WHAT NEEDS TO BE DONE:
What do the lines from the one containing "pixel 528 270" through the end of the listing below say? Restate them word for word and give nothing else.

LISTED ENTRIES:
========

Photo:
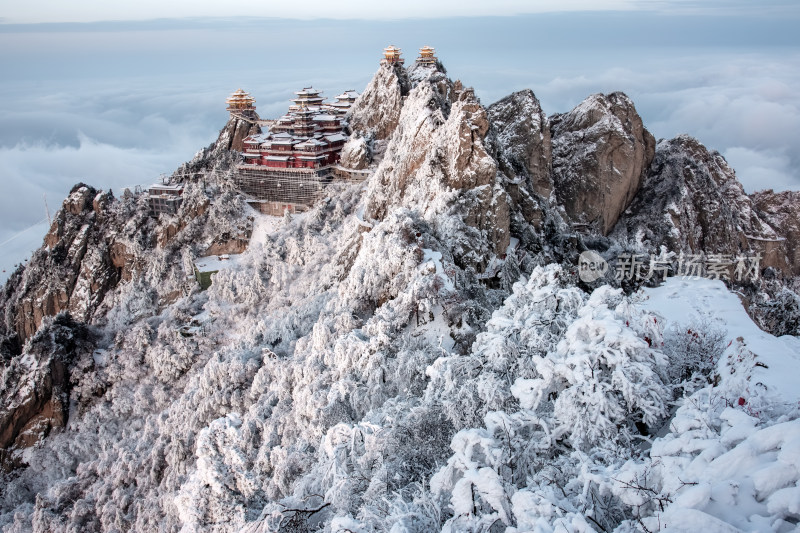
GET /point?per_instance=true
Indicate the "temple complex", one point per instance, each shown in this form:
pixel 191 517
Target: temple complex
pixel 241 103
pixel 426 56
pixel 391 56
pixel 342 103
pixel 164 199
pixel 287 166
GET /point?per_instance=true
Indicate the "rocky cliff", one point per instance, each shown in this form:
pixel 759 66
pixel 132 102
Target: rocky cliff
pixel 691 201
pixel 336 362
pixel 523 130
pixel 601 153
pixel 780 211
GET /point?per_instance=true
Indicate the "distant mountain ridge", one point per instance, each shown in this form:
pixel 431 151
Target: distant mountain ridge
pixel 339 316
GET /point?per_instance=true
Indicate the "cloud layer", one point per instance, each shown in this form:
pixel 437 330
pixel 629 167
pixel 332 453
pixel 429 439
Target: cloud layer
pixel 118 104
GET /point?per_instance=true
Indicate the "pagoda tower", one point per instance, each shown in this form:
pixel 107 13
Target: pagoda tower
pixel 426 56
pixel 241 103
pixel 304 121
pixel 391 56
pixel 308 97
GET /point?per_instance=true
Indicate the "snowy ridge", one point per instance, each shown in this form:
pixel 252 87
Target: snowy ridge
pixel 415 353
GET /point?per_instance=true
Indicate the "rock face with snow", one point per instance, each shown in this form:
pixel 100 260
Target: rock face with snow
pixel 421 335
pixel 601 153
pixel 35 394
pixel 691 201
pixel 780 211
pixel 377 110
pixel 231 136
pixel 355 153
pixel 75 268
pixel 523 132
pixel 437 163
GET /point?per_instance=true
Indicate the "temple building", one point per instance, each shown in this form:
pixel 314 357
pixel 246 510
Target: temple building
pixel 241 103
pixel 288 166
pixel 391 56
pixel 343 102
pixel 426 56
pixel 164 199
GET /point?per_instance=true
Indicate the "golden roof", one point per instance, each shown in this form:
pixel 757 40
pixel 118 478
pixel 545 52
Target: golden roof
pixel 240 98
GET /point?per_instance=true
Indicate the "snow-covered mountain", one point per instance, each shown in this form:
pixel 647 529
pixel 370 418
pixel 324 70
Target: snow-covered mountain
pixel 417 352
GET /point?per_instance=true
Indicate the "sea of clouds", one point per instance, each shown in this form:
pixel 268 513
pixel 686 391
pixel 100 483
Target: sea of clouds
pixel 117 104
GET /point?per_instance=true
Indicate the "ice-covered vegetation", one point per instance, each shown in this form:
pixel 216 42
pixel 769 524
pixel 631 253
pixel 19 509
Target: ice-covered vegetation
pixel 413 354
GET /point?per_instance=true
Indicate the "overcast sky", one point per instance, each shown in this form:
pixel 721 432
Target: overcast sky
pixel 33 11
pixel 115 104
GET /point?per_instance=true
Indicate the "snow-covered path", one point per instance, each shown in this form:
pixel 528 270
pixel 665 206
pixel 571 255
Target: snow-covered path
pixel 684 301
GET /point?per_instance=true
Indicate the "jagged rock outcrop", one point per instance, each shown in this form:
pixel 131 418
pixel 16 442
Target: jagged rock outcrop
pixel 355 153
pixel 692 201
pixel 601 153
pixel 235 131
pixel 376 112
pixel 523 132
pixel 780 210
pixel 35 392
pixel 75 268
pixel 437 163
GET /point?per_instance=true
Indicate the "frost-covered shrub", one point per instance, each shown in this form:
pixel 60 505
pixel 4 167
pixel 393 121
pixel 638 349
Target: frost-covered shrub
pixel 694 351
pixel 584 376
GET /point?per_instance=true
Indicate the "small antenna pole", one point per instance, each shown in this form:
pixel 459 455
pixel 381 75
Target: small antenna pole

========

YOUR SOLUTION:
pixel 528 270
pixel 665 206
pixel 571 255
Target: snow-covered path
pixel 684 301
GET /point?per_instance=true
Indicate the "jagged rock outcrop", one point per instance, each shown in this form:
pixel 131 418
pixel 16 442
Target: jagged rock outcrop
pixel 355 153
pixel 692 201
pixel 601 153
pixel 235 131
pixel 376 112
pixel 523 132
pixel 780 210
pixel 35 392
pixel 75 268
pixel 437 163
GET /point?per_instance=true
Indicate the "frost-covered shrub", one point per instance, each shown in this form:
pixel 60 505
pixel 4 167
pixel 393 121
pixel 638 349
Target: frost-covered shrub
pixel 694 351
pixel 584 376
GET /point?per_instance=true
Indicate the "small antenna pole", one point per instance, each shown in this form:
pixel 459 455
pixel 381 75
Target: small antenna pole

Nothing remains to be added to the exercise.